* **Goal of the exercise**:
Reproduce every one of the records below verbatim, leaving out the pictures.

* **Supplied data**:
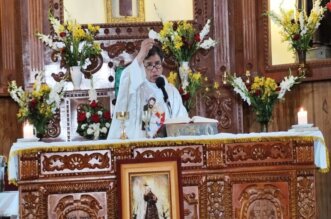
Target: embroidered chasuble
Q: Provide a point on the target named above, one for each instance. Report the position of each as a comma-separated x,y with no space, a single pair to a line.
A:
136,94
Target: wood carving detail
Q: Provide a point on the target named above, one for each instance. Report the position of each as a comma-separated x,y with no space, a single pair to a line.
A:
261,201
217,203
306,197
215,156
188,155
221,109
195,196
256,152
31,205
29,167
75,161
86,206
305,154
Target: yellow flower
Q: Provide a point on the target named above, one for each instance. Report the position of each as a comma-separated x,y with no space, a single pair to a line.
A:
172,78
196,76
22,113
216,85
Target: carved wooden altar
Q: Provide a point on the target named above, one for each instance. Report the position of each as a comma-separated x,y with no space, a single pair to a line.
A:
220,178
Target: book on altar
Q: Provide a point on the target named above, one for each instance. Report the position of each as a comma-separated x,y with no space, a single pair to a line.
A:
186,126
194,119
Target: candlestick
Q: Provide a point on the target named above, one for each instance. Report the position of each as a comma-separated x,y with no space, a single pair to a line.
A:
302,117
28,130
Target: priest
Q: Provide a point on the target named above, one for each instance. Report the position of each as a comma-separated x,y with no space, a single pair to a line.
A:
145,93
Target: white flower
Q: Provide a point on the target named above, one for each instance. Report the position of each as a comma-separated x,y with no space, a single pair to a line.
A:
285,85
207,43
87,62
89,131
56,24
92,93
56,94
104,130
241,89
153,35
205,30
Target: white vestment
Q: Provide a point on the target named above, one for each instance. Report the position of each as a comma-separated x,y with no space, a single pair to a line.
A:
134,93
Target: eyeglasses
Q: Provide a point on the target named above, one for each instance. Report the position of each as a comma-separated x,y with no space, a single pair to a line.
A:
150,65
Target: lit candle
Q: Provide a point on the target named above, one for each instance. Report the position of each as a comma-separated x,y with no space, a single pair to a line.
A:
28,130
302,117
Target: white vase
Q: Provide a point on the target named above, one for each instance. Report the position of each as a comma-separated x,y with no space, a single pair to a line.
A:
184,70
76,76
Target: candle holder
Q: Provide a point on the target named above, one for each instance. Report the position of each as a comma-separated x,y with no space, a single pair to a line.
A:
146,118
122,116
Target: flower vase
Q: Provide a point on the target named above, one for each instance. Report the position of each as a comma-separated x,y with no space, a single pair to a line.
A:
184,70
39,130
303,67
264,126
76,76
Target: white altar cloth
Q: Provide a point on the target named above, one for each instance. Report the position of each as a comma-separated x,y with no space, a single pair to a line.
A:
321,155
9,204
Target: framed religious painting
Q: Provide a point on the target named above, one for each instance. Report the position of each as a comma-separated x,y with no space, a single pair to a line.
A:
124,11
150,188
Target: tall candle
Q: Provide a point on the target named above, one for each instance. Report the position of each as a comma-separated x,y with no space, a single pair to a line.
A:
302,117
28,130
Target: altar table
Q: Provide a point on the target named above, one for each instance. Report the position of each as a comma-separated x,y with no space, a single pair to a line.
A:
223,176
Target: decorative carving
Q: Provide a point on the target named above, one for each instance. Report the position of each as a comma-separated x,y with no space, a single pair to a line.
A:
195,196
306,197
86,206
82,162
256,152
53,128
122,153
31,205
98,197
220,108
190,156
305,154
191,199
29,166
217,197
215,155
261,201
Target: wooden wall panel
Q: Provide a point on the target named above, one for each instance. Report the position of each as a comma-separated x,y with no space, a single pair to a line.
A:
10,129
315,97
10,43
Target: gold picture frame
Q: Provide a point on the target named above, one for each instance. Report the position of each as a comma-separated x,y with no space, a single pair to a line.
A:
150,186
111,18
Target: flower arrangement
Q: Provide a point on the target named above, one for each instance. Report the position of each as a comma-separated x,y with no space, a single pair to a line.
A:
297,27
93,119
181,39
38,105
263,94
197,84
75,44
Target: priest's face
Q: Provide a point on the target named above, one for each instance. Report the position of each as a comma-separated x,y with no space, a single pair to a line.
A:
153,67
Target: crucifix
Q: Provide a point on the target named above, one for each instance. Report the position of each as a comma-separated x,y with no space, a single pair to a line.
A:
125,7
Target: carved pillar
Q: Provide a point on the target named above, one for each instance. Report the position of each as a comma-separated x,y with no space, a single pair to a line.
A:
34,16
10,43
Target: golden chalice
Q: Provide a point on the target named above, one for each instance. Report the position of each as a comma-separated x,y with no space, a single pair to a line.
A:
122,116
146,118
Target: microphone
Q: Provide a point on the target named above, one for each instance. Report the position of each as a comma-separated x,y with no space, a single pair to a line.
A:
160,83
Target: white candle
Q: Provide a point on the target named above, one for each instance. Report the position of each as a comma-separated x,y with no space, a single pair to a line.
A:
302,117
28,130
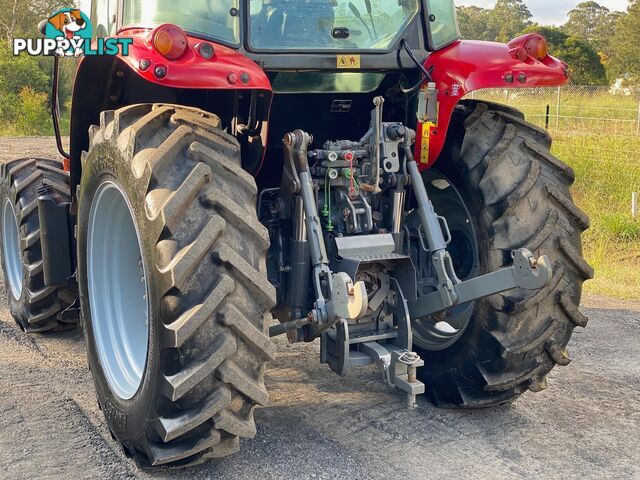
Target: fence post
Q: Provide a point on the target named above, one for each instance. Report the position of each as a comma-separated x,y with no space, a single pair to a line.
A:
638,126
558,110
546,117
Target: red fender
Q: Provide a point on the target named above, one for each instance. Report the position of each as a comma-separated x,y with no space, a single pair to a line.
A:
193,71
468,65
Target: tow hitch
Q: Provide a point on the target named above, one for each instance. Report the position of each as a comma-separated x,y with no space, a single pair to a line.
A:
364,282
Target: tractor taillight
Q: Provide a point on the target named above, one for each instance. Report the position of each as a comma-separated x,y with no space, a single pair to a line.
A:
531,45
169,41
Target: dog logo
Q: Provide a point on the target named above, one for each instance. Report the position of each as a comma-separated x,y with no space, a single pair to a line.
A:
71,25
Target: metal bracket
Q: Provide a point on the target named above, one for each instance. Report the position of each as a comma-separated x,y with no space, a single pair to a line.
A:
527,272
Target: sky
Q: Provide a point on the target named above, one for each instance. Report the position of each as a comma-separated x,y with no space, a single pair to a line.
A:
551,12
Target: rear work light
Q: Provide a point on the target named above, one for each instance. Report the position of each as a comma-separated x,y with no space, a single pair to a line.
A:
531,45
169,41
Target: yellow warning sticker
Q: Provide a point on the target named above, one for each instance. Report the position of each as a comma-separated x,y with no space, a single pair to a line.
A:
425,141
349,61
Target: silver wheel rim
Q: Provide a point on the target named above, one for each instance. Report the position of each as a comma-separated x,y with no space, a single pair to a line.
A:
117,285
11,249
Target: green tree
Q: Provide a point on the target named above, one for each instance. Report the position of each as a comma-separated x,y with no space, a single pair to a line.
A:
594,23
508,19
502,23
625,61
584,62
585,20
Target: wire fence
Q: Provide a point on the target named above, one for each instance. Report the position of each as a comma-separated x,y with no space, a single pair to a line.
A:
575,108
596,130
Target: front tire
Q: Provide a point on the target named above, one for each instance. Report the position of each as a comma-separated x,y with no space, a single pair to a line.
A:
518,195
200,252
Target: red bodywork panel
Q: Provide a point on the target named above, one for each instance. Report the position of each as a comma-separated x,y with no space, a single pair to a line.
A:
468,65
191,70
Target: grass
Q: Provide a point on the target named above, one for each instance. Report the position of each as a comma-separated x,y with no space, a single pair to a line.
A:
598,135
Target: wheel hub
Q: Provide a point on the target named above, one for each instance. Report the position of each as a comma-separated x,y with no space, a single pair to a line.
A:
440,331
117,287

* **Solution below**:
Target: embroidered chasuble
Q: Provide a point on the target named above, one for each instance. Report the position of each as a comma-separated x,y with no space, a single pair to a line.
A:
136,94
Target: wood carving detail
Q: Provide a point on the target named above, one for each instance. Report the position of each as a comma-separated x,y with no space, a single pair to a line.
A:
261,201
217,203
306,197
215,156
188,155
221,109
195,196
256,152
31,205
29,167
75,161
86,206
305,154
Target: yellow flower
Q: Provide a point on the target named above, one for each instance. Report the position of each as a comma-separated x,y with no space, a single pair to a line.
A:
172,78
196,76
22,113
216,85
Target: carved wooden altar
Q: Provide a point on the target named above, one for each instance. Report the position of each as a comma-separated x,y with no space, a single pair to a line.
A:
220,178
Target: book on altar
Q: Provide a point on the target named above, one for each instance. Report the position of each as a comma-separated x,y with no space, a single pair to a line.
A:
186,126
194,119
Target: candlestick
Q: Provide a point on the target named above, one for each instance. Report the position of each as a comma-separated x,y with no space, a single pair to a line.
A:
302,117
28,130
Target: priest
Q: Provide a point on the target named above, one for each instance. Report the position of each as a comma-separated x,y with no space, a single pair to a line.
A:
145,93
Target: white flower
Q: Provide a point on the target named above, one for each instance. Report the position of each as a comma-separated x,y with no space, a single pair to a line.
A:
285,85
207,43
87,62
89,131
56,24
92,93
56,94
104,130
241,89
153,35
205,30
Target: white vestment
Q: Provide a point on the target named above, one for each instance. Report the position of each as a comma-separated x,y with no space, a single pair to a line.
A:
134,93
Target: eyeglasses
Q: Provide a point on the target named above, one for each instance. Report the position of each as a comma-separated x,y with no space, a single pair to a line.
A:
150,65
Target: lit candle
Q: Provide a point on the target named above, one for each instance. Report the position of each as a comma-separated x,y with no space, a single pair to a line.
A:
28,130
302,117
Target: white vase
Q: Provide a point on the target named above, one for each instance. Report the position of each as a comma-separated x,y with no space, a single pair to a line.
A:
184,70
76,76
Target: candle holder
Q: Provide a point on the target named above, one for each instance. Report the position of each as a comma-separated x,y with no space, a single pair to a line.
A:
146,118
122,116
Target: flower vase
Q: Provide a point on the target named above, one for each instance. Report the position of each as a comma-separated x,y with no space, a single pair to a line.
A:
184,70
39,130
303,67
264,126
76,76
Target: white altar cloth
Q: Provide a point on the target named above, one for each instance. Report the position of each as a comma-separated x,y with no space, a single pair to a line.
A:
321,155
9,204
Target: framed religious painting
Q: Provide a point on the target named above, one for each instance. Report the position of each as a comma-separated x,y with no space, a single pair to a line.
A:
124,11
150,188
Target: tall candle
Q: Provide a point on the target named above, one for each instance. Report the position of each as a comma-separated x,y with no space, a single pair to a line.
A:
302,117
28,130
Target: altar table
Q: Provide a point on the target named above, one for each instance. Report the position of each as a comma-separated x,y with no space, a single pair to a line.
A:
223,176
Target: decorative carving
Q: Provide a point on the target named above, one for each instance. Report the position of each as a comma-separated x,y with no space, a single pair to a line.
A:
195,196
306,197
86,206
82,162
256,152
53,128
122,153
31,205
98,197
220,108
190,156
305,154
191,199
29,166
217,197
215,155
261,201
Target: wooden wall panel
Q: Provide a point on the target named above, one for each instance. Report the position of each as a comma-separated x,y with no space, a single pair to a line.
A:
10,129
315,97
10,43
Target: gold picture frame
Q: Provide a point on the target named above, one for each instance. Report the position of each as a comma-separated x,y with no space, a single pair to a line.
A:
150,186
111,18
Target: flower arrangement
Q: Provide a point on the target named above, one for each instance. Report the position of each as a comma-separated x,y with no space, a single pair to a line.
A:
297,27
93,119
181,39
38,105
263,94
197,84
75,44
Target: priest's face
Q: Provide a point on the target named above, one for each instance. Report the position of each as a comma-separated x,y with no space, a single pair to a line.
A:
153,67
Target: crucifix
Q: Provide a point on the target named above, one for each instance. Report the position of each as a comma-separated x,y with no space, a single pair to a line.
A:
125,7
Target: carved pillar
Q: Provide a point on the target named above, one for each instance. Report the position of each as a comma-separated x,y with no space, a single pair to a line.
A:
34,16
10,43
Target: golden chalice
Q: Provide a point on the target named above, one for each instance. Report the position of each as a comma-separated x,y with no space, a single pair to a line.
A:
122,116
146,118
Target: microphone
Q: Provide a point on the target named above, one for each instance. Report the position of each as a comma-separated x,y with no space, a single pair to a line.
A:
160,83
Target: white candle
Q: Provide a point on the target named above, one for each instance. Report the position of each as a comma-separated x,y with no space, a single pair to a line.
A:
302,117
28,130
Target: fence post
Q: Provide a point on the target named above, one for each instance. Report the position of each as a comma-separated x,y with no space, a single pair to a line.
A:
638,126
558,110
546,117
Target: red fender
Q: Provide a point on the target named above, one for each instance. Report the position of each as a comma-separated x,y with no space, a single pair to a line.
A:
193,71
468,65
Target: tow hitch
Q: Provide a point on the target named above, one for each instance. Report the position of each as a comma-separated x,y with no space, a single pair to a line.
A:
364,282
Target: tractor taillight
Q: Provide a point on the target named above, one for each instance. Report the position of each as a comma-separated x,y with no space, a single pair to a line.
A:
531,45
169,41
Target: dog logo
Q: Provide a point on the target named above, one for each instance. Report the position of each as a comma-separated x,y with no space, a single pair to a line.
A:
71,25
Target: metal bracket
Q: Provide a point on the target named above, one for each instance. Report the position of each as a comma-separated x,y with no space, a single pair to a line.
A:
527,272
Target: sky
Q: Provide a point on the target named above, one for each instance. Report the position of each as a comma-separated x,y with no space, a single pair to a line.
A:
551,12
Target: rear work light
Q: Provide a point on the target named above, one for each instance. Report the position of each as a comma-separated x,y with no space, a single pair to a line.
A:
531,45
169,41
Target: yellow warning sticker
Q: Provide a point on the target named above, one for each instance. Report the position of each as a comma-separated x,y with no space, a single pair to a line.
A:
425,141
349,61
Target: silver wheel rim
Q: Provide a point on the target named above, one for each instance. Report the position of each as a comma-separated x,y with no space, a single pair to a line.
A:
117,285
11,249
Target: green tree
Q: Provide a point on the target named above, one for each instance. Report the position of each as a comma-separated x,y with no space, a single pair to a line.
A:
594,23
508,19
502,23
625,61
584,62
585,20
Target: wire fence
Q: Provide a point on the target named above, one for each instance. Report the position of each as a comma-separated x,y with no space, a single pair to a line.
A:
575,108
596,130
Target: front tire
Q: Provide a point on the target named above, one for each instance. Report the position of each as a comma-separated x,y with no space, a single pair to a line.
A:
518,195
200,252
Target: red bodywork panel
Q: Provide a point on the target named above, one for each instance. Report the position of each as a comma-separated x,y with no space, a single pair to a line.
A:
468,65
191,70
Target: grass
Q: Provide a point on the target named above, one for each instance. Report the position of each as a comma-separated x,y with no space, a single pair to a line.
A:
598,135
Target: wheel hub
Q: Provide a point on the target named above, one for each instance. Report the position of each as a comma-separated x,y with no space, a single pair to a line.
A:
440,331
117,287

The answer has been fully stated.